RECORDS: Begin
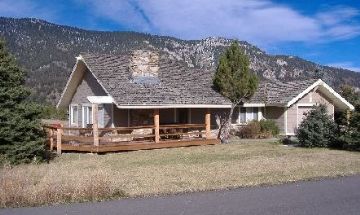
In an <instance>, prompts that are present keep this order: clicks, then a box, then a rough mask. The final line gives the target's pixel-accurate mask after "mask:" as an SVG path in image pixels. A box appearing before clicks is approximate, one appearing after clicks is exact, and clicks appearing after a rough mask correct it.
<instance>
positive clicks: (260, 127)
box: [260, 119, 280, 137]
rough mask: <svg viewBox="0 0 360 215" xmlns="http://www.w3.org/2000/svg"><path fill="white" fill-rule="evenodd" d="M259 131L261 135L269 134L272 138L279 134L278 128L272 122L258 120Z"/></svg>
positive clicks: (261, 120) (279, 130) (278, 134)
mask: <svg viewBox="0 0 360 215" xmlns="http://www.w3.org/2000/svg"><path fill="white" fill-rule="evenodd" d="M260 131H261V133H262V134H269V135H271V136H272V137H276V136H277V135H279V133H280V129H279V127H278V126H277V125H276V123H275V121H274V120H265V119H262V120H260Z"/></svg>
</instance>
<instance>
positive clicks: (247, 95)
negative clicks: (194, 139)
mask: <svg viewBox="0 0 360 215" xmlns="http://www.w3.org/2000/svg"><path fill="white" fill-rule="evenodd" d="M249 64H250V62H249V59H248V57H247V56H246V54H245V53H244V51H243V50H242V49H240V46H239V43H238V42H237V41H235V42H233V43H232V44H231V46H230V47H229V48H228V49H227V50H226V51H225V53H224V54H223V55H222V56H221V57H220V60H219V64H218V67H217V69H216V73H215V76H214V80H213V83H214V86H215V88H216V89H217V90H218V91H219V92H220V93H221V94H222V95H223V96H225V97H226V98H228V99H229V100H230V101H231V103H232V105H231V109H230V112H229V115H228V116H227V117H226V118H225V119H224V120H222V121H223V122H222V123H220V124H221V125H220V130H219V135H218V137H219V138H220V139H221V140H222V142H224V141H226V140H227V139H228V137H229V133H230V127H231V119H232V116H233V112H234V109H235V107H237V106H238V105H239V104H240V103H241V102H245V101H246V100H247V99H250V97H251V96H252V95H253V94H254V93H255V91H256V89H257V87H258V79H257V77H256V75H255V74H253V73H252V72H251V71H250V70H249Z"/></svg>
RECORDS: End
→ **EXERCISE OBJECTIVE**
A copy of each line in the data above that holds the string "instance" is needed.

→ **TASK OUTPUT**
In an <instance>, prompts that are present keep this order: clicks, then a box, then a rough mask. The final line gives the target's pixel-accurate mask after "mask:" as an SVG path in image pixels. A box appearing before clicks is approximate, one appearing after clicks is exact, and clicks appearing after a rough mask correct it.
<instance>
</instance>
<instance>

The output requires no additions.